- **Exercise goal**
Return every record exactly as it appears. Leave nothing out.

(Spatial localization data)
----------

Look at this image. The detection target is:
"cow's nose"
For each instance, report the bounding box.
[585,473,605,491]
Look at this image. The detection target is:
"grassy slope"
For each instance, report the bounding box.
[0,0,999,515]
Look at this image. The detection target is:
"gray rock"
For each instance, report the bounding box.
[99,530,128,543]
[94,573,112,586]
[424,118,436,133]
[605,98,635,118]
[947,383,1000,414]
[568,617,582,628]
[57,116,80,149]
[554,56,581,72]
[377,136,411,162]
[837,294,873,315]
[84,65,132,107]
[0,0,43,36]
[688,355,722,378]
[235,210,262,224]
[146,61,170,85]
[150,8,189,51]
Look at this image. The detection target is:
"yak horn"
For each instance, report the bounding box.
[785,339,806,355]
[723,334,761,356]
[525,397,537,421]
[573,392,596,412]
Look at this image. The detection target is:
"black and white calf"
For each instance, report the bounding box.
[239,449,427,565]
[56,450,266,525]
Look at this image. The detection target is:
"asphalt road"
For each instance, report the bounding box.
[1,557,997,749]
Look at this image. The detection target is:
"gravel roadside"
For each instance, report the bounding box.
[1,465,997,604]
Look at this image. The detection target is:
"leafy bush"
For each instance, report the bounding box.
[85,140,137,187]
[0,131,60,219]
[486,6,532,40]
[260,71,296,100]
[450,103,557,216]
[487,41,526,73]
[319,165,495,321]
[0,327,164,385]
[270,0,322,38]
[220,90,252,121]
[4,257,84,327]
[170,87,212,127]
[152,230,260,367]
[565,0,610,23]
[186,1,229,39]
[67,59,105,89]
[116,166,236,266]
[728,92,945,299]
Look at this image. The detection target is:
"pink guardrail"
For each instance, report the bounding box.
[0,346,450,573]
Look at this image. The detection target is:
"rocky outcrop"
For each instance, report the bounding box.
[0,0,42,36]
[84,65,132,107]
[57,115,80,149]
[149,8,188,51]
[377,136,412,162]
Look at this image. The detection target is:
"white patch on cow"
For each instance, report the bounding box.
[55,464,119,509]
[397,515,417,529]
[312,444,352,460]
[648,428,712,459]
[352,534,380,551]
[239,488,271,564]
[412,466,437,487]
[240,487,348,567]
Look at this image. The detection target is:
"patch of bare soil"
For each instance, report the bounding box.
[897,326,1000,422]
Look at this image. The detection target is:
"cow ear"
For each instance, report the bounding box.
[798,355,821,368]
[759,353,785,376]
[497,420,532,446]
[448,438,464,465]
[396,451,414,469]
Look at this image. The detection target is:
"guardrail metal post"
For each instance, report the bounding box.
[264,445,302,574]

----------

- **Answer to the exercise**
Look at this image. The detection target is:
"cow's nose"
For each instance, report the bounding box.
[585,473,605,491]
Look at this image. The detection target is:
"grassy slope"
For each instance, report the bounding box.
[0,0,999,515]
Look at this image. The detection target is:
"gray rock"
For each instance, report the bounding box.
[99,530,128,543]
[94,573,112,586]
[424,118,436,133]
[605,98,635,118]
[947,383,1000,414]
[568,617,582,628]
[57,116,80,149]
[554,56,581,72]
[377,136,411,162]
[837,294,873,315]
[84,65,132,107]
[0,0,43,36]
[688,355,722,378]
[235,210,262,224]
[146,61,170,85]
[150,8,189,51]
Look at this image. The detection target is:
"yak horn"
For each instance, report the bounding box.
[785,339,806,355]
[723,334,761,356]
[525,397,537,421]
[573,392,596,412]
Look at this image. The detection target is:
"black and white calf"
For each instance, report the bounding box.
[239,449,427,565]
[56,450,266,525]
Look at this image. The detection target is:
"asphalt road"
For each instance, report the bounding box.
[1,557,997,749]
Look at this image. The detection target is:
"gravel roadside"
For each instance, report the bounding box.
[1,465,997,604]
Look at this image. The detection target is:
"leafy bush"
For each instance, report the bounding box.
[85,140,137,187]
[0,131,60,219]
[486,6,532,40]
[260,71,296,100]
[450,103,557,216]
[487,41,526,73]
[319,165,495,321]
[0,327,164,385]
[270,0,322,38]
[220,90,252,121]
[4,257,84,327]
[170,87,212,127]
[152,230,260,367]
[565,0,610,23]
[186,1,229,39]
[67,59,105,89]
[116,166,236,266]
[728,92,945,299]
Look at this image. The detection target is:
"pink guardrail"
For each instance, report the bounding box.
[0,346,450,573]
Look at this image. The detection target is:
"rocky outcrop"
For each instance, report the bounding box.
[0,0,42,36]
[84,65,132,107]
[57,115,80,149]
[149,8,188,51]
[377,136,412,162]
Look at this image. The detection target is:
"white patch on cow"
For each instance, report the bounding box.
[55,464,119,509]
[397,515,417,529]
[312,444,352,460]
[648,428,712,459]
[352,534,380,551]
[239,488,271,564]
[412,466,437,487]
[240,487,348,567]
Look at this image. The detection target is:
"patch of bare soil"
For each instance, report the bounding box.
[897,326,1000,422]
Look at this image. The detection target is:
"cow ear"
For each instance, report the bounding box.
[798,355,821,368]
[759,353,785,376]
[497,420,532,446]
[448,438,464,465]
[396,451,414,469]
Look at this image. The detection target is:
"guardrail metal post"
For each instance, report the bounding box.
[264,445,302,574]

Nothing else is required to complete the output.